EXERCISE OBJECTIVE: Rewrite the listing starting with the line containing "middle finger, that would be wonderful." and going on through the end of the listing, changing "marker" to "pin" and leaving everything else as it is. Omit the pictures from your answer.

[Point annotation data]
(begin)

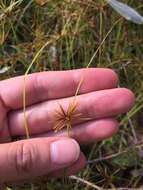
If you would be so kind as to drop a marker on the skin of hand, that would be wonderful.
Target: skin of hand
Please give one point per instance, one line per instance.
(47, 153)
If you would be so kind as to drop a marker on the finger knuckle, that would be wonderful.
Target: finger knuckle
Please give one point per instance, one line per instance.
(25, 158)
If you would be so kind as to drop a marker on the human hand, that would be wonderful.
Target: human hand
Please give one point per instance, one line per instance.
(49, 153)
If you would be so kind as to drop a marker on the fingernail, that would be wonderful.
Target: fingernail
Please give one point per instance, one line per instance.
(64, 152)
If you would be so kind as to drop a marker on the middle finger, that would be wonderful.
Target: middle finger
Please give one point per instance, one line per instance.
(95, 105)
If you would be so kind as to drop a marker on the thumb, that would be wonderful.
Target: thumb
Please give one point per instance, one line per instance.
(27, 159)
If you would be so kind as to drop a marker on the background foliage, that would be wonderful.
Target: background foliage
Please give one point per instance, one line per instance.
(71, 31)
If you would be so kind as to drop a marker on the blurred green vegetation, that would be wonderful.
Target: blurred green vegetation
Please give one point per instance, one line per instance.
(70, 32)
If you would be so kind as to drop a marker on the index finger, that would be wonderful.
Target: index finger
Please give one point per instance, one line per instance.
(54, 84)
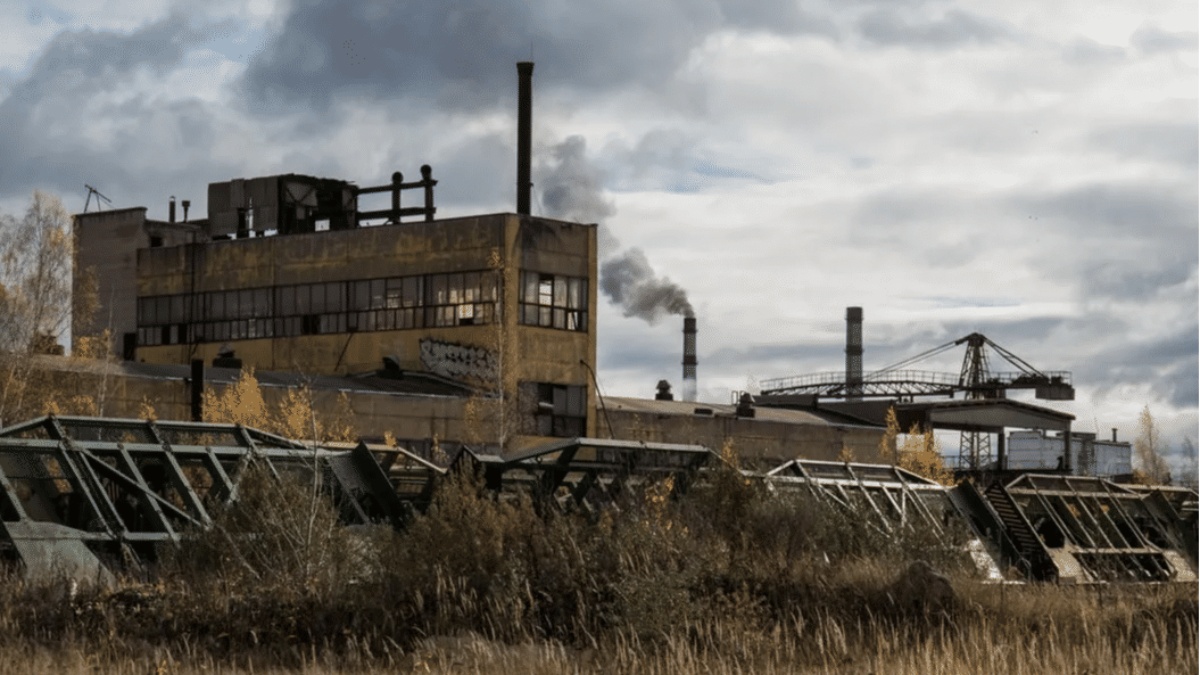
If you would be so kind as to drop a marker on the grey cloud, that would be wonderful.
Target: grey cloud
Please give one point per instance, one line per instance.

(end)

FULL OUTPUT:
If you would be so kind as to drop a pin on the middle finger, that would be wonderful.
Target: middle finger
Please give one point per instance, one line per instance.
(95, 105)
If you would be so kind as to drop a pin on the thumb, that would be wonderful.
Target: thumb
Please give one point per instance, one line per instance.
(27, 159)
If you would be so kind as to drop a pin on the background foliage, that would be wonderful.
Target: background foliage
Please give one point per instance, one line per instance.
(71, 31)
If you would be so kind as to drop a pin on the blurred green vegetation, that would be wonderful.
Target: blurred green vegetation
Please give one point per instance, one line per instance.
(70, 32)
If you would be so kind as to drop a pin on the index finger, that would be wonderful.
Target: index finger
Please give one point per instance, one line per instance.
(54, 84)
If you would be so kind as to drop a pin on the grey cloud, that would be wonderful.
Target: grey cloud
Please give one point per instance, one line per instance.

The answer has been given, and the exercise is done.